DEINE AUFGABE:
Schreibe die folgenden Einträge vollständig und Zeile für Zeile unverändert ab. Lass dabei die Bilder weg.

[Punktmarkierungen für Fotos]
====================

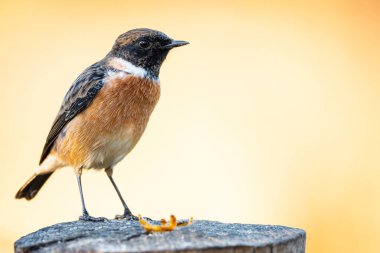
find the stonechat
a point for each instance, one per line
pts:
(105, 112)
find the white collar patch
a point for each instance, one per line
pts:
(128, 67)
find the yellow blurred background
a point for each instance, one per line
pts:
(270, 116)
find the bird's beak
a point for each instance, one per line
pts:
(175, 43)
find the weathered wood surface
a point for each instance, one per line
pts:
(129, 236)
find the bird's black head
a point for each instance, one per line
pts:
(144, 48)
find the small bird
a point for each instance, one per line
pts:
(105, 112)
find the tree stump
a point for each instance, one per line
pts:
(129, 236)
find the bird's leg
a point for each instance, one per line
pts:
(85, 216)
(127, 213)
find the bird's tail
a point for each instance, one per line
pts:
(30, 189)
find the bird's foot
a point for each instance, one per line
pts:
(164, 226)
(87, 217)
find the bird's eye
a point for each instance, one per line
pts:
(144, 44)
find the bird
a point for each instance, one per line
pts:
(105, 112)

====================

LÖSUNG DER AUFGABE:
find the stonechat
a point for each instance, one per line
pts:
(105, 112)
find the white collar patch
a point for each instance, one per line
pts:
(128, 67)
find the yellow blurred background
a point for each instance, one per line
pts:
(270, 116)
find the bird's beak
a point for each instance, one per line
pts:
(175, 43)
find the weathered wood surface
a point for each instance, one per line
pts:
(129, 236)
find the bird's black head
a point for each instance, one per line
pts:
(144, 48)
find the small bird
a point for each instance, one per line
pts:
(105, 112)
find the tree stump
a point for each instance, one per line
pts:
(129, 236)
find the bird's leg
a point for each instance, one per line
pts:
(85, 216)
(127, 213)
find the bird's tail
a point for each instance, one per line
pts:
(30, 189)
find the bird's foot
a point for each instance, one per line
pts:
(164, 226)
(87, 217)
find the bird's eye
a point for each instance, one per line
pts:
(144, 44)
find the bird
a point for each instance, one per line
pts:
(105, 112)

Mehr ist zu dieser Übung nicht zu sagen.